Extract provided:
#####
A Boxed Warning on increased risk of leg and foot amputations has been removed from the label of canagliflozin, a sodium glucose cotransporter 2 (SGLT2) inhibitor.
A Boxed Warning on increased risk of leg and foot amputations has been removed from the label of canagliflozin, a sodium glucose cotransporter 2 (SGLT2) inhibitor.
Canagliflozin was originally indicated for patients with type 2 diabetes (T2D) and is marketed by Johnson & Johnson’s Janssen unit.
In 2017, the FDA confirmed increased risk of leg and foot amputations with the medication, commercially marketed as Invokana, Invokamet, and Invokamet XR. At that time, results from CANVAS (Canagliflozin Cardiovascular Assessment Study) and CANVAS-R (A Study of the Effects of Canagliflozin on Renal Endpoints in Adult Participants With Type 2 Diabetes Mellitus) showed that leg and foot amputations occurred about twice as often in patients who took canagliflozin compared with those who received a placebo.
The warning’s removal comes after the FDA reviewed new data from 3 clinical trials. “Safety information from recent clinical trials…suggests that the risk of amputation, while still increased with canagliflozin, is lower than previously described, particularly when appropriately monitored,” the administration’s statement reads.
#####
Dataset content:
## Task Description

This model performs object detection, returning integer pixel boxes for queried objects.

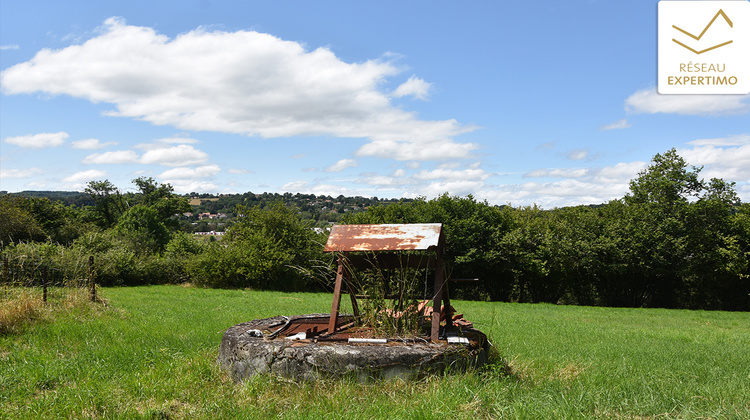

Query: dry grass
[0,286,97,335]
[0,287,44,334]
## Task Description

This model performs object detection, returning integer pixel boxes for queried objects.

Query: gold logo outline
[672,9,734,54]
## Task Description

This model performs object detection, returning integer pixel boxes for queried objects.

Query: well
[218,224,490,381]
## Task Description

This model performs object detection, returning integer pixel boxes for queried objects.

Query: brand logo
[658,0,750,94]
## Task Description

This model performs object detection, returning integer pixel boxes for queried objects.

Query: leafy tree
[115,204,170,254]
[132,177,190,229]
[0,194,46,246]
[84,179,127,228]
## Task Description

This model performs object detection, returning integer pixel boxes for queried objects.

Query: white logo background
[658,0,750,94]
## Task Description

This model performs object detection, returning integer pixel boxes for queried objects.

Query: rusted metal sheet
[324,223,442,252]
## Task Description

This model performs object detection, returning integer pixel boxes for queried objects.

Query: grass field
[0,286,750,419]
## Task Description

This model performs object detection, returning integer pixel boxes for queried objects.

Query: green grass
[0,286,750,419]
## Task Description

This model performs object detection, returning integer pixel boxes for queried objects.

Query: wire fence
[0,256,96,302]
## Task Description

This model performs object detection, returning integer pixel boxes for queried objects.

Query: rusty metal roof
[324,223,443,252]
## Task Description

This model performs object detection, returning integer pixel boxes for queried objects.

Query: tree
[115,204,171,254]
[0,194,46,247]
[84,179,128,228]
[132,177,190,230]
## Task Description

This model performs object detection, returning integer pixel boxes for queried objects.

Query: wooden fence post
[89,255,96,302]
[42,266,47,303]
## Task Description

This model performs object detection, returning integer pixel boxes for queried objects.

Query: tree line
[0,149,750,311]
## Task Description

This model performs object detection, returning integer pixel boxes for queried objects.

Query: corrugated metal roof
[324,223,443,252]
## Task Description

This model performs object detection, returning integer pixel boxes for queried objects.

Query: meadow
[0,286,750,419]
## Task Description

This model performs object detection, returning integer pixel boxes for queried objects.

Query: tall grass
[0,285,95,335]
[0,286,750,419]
#####
Exercise instructions:
1. Answer these from the article on the canagliflozin amputation warning:
(a) Which company's unit markets canagliflozin?
(b) In what year did the FDA confirm an increased risk of leg and foot amputations with the medication?
(c) From how many clinical trials did the FDA review new data before removing the warning?
2. Transcribe the passage of the canagliflozin warning article starting at "In 2017, the" and ending at "administration’s statement reads.".
3. Pick up the article on the canagliflozin amputation warning from the point where it stops.

Responses by task:
1.
(a) Johnson & Johnson's Janssen unit
(b) 2017
(c) 3

2.
In 2017, the FDA confirmed increased risk of leg and foot amputations with the medication, commercially marketed as Invokana, Invokamet, and Invokamet XR. At that time, results from CANVAS (Canagliflozin Cardiovascular Assessment Study) and CANVAS-R (A Study of the Effects of Canagliflozin on Renal Endpoints in Adult Participants With Type 2 Diabetes Mellitus) showed that leg and foot amputations occurred about twice as often in patients who took canagliflozin compared with those who received a placebo.
The warning’s removal comes after the FDA reviewed new data from 3 clinical trials. “Safety information from recent clinical trials…suggests that the risk of amputation, while still increased with canagliflozin, is lower than previously described, particularly when appropriately monitored,” the administration’s statement reads.

3.
A boxed warning is the FDA’s most prominent and is included within the package insert of a drug. Canagliflozin’s amputation risk remains and is still described in the Warnings and Precautions section of the drug’s prescribing information.
Canagliflozin has since been approved for multiple other conditions including reducing the risk of major heart-related events such as stroke in 2018. In 2019, canagliflozin was also approved by the FDA to prevent kidney failure and hospitalization for heart failure.
According to the FDA, “these newly identified effects of canagliflozin on heart and kidney disease show significantly enhanced benefit of this medicine.”
Providers and patients should continue to monitor for new pain, tenderness, sores, ulcers and infection in both the legs and feet when taking canagliflozin. Side effects involving the treatment and other medicines should also be reported to the FDA’s MedWatch program.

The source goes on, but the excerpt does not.